__Items from a data source__.
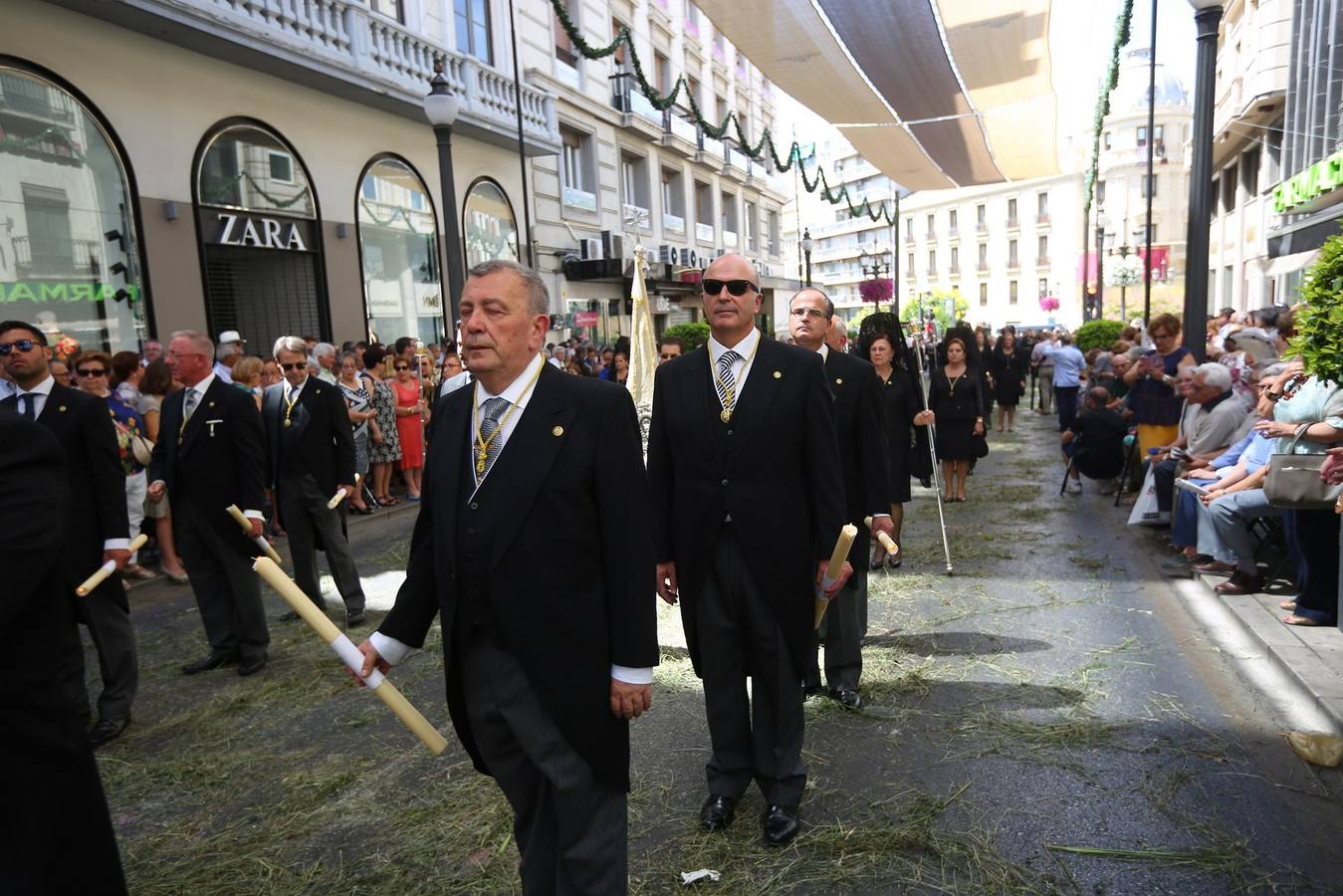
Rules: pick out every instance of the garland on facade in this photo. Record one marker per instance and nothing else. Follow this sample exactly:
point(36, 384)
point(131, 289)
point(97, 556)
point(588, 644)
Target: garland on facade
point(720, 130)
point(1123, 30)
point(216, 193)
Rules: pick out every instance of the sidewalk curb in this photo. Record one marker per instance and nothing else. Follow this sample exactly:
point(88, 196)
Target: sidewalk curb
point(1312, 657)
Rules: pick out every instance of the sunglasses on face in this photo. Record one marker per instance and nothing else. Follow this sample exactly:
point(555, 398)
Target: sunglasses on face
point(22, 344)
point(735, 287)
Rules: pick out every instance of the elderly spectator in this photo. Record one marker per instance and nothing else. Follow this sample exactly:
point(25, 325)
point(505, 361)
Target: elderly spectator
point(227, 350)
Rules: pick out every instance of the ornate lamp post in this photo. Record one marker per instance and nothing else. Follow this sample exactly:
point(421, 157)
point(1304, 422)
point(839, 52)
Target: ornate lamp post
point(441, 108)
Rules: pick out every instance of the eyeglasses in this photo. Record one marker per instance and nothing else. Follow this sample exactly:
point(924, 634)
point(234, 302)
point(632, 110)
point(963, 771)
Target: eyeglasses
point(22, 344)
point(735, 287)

__Instruction__. Please reproduce all of the items above word for word, leaving the pictures out.

__Result of the task__.
Rules: pick out every instance of the garland on facade in this photo. Record one marker per instance and nothing else. Follow this sample exactly:
point(36, 384)
point(131, 289)
point(97, 556)
point(588, 644)
Target: garland on facade
point(720, 130)
point(1123, 30)
point(216, 193)
Rules: pick out every instance of the sidewalk curb in this photo. Record one marker per instance and nothing else. Follow this sample exactly:
point(88, 196)
Target: sidewalk curb
point(1312, 657)
Rules: pick out every instance of the sunglasses on face in this photo. Record one marker per instance and nothing else. Follow this sample exactly:
point(555, 398)
Target: sunglasses on face
point(22, 344)
point(735, 287)
Rules: pick out every instance of the elderly spectator in this photo. Record one marker per instance and nothing else. Follow this sample exactly:
point(25, 325)
point(505, 361)
Target: elderly spectator
point(227, 350)
Rules: pick out every instance of the ornate lamp post in this photo. Record one marker per instance and nothing else. Follow this sample exactly:
point(421, 157)
point(1304, 422)
point(839, 52)
Target: ornate lamp post
point(441, 108)
Rules: pick out every instance of the eyeglasses in this photo. Record one marker per instance and nothing else. Follow this sample exactly:
point(924, 634)
point(234, 302)
point(632, 110)
point(963, 771)
Target: eyeglasses
point(22, 344)
point(735, 287)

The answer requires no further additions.